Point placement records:
***

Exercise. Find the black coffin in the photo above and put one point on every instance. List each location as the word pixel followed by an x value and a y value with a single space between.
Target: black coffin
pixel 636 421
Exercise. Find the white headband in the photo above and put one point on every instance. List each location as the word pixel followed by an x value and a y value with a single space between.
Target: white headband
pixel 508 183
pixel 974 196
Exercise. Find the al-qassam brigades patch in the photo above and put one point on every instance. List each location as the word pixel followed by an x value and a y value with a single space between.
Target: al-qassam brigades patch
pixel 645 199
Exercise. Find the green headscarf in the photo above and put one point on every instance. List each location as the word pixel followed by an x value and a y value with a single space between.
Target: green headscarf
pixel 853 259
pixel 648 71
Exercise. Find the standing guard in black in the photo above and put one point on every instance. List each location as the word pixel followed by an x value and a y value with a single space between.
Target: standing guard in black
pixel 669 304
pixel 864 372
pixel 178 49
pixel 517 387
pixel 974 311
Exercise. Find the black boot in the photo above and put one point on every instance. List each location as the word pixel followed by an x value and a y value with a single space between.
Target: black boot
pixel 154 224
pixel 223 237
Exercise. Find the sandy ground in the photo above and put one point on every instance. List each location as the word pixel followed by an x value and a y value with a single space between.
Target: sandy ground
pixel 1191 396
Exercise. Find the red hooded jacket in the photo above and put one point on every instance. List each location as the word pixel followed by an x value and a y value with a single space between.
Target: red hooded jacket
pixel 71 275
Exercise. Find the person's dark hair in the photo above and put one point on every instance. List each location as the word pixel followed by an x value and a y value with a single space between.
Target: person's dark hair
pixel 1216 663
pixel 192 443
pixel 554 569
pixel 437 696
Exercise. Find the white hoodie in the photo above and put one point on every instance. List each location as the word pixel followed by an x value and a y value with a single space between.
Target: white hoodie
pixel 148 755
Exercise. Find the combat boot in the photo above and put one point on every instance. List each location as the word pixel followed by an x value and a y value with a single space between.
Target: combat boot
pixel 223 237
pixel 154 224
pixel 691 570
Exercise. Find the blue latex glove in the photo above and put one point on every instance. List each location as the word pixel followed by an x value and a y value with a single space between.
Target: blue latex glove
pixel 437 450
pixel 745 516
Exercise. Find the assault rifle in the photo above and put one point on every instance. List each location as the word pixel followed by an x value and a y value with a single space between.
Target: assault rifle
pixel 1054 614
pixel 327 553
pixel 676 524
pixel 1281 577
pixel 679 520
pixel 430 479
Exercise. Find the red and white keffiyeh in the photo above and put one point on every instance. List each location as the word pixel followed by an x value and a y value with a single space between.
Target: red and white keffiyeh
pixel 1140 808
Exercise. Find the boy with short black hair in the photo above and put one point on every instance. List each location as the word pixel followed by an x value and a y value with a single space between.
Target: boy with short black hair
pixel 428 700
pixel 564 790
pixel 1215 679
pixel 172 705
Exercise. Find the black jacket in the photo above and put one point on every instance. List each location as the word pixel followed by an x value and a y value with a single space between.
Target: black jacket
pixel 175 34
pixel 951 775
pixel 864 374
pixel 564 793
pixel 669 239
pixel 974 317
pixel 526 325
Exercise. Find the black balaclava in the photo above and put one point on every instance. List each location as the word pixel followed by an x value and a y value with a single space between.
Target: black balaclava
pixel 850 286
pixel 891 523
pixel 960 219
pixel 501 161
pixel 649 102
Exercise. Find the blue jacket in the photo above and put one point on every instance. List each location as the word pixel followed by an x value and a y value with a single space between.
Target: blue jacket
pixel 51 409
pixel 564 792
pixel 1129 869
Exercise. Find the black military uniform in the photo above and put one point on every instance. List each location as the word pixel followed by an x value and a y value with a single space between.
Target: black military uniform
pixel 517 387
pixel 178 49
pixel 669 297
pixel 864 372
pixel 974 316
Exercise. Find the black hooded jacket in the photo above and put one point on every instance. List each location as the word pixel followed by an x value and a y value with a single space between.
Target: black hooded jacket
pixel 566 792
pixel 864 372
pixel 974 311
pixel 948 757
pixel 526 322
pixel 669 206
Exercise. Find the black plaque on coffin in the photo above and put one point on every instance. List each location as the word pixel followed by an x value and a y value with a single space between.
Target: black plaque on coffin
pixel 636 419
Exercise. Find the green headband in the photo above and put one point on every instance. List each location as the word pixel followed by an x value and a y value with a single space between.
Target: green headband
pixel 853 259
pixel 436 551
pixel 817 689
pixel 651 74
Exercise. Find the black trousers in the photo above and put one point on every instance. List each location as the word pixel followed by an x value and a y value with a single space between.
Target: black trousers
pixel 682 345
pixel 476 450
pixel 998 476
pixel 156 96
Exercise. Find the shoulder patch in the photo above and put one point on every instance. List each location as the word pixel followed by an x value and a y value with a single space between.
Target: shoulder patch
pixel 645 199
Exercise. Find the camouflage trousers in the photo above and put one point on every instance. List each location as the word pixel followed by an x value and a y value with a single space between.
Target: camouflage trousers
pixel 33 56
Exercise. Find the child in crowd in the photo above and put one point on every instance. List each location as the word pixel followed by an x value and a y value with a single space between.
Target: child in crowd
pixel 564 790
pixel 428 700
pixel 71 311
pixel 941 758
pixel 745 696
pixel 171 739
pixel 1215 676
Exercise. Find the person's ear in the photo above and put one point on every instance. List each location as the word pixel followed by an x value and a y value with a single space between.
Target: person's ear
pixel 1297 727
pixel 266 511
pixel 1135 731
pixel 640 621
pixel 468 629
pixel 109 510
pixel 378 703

***

▸ **Task statement**
Please convert the part of the items that opens with the line containing "Exercise. Find the green headscarf" and closes with the line containing "pixel 1191 396" into a Markdown table with the columns Row and Line, numbering each row and skipping blank lines.

▸ **Output below**
| Row | Line |
|---|---|
| 1 | Exercise. Find the green headscarf in the photo above and put one point on every instance. List each location as the word pixel followed by an x value and a y value with a single space between. |
| 2 | Target: green headscarf |
| 3 | pixel 853 259 |
| 4 | pixel 648 71 |
| 5 | Exercise. Find the standing guard in black in the photo above and put one point on every instance. List each location as the word pixel followed by an x value and a y value with a single space between. |
| 6 | Target: standing guard in black |
| 7 | pixel 669 304 |
| 8 | pixel 864 372 |
| 9 | pixel 178 49 |
| 10 | pixel 517 387 |
| 11 | pixel 974 311 |
| 12 | Exercise. Find the black boot in the photo above and put one point on every instance. List each location as the word pixel followed by an x value and a y value with a single space between. |
| 13 | Target: black boot |
| 14 | pixel 154 224 |
| 15 | pixel 223 237 |
| 16 | Exercise. Find the sandy ground in the photo above and put one point on every instance. List each location as the word pixel followed by an x value and a y value with a single space between. |
| 17 | Target: sandy ground |
| 18 | pixel 1191 396 |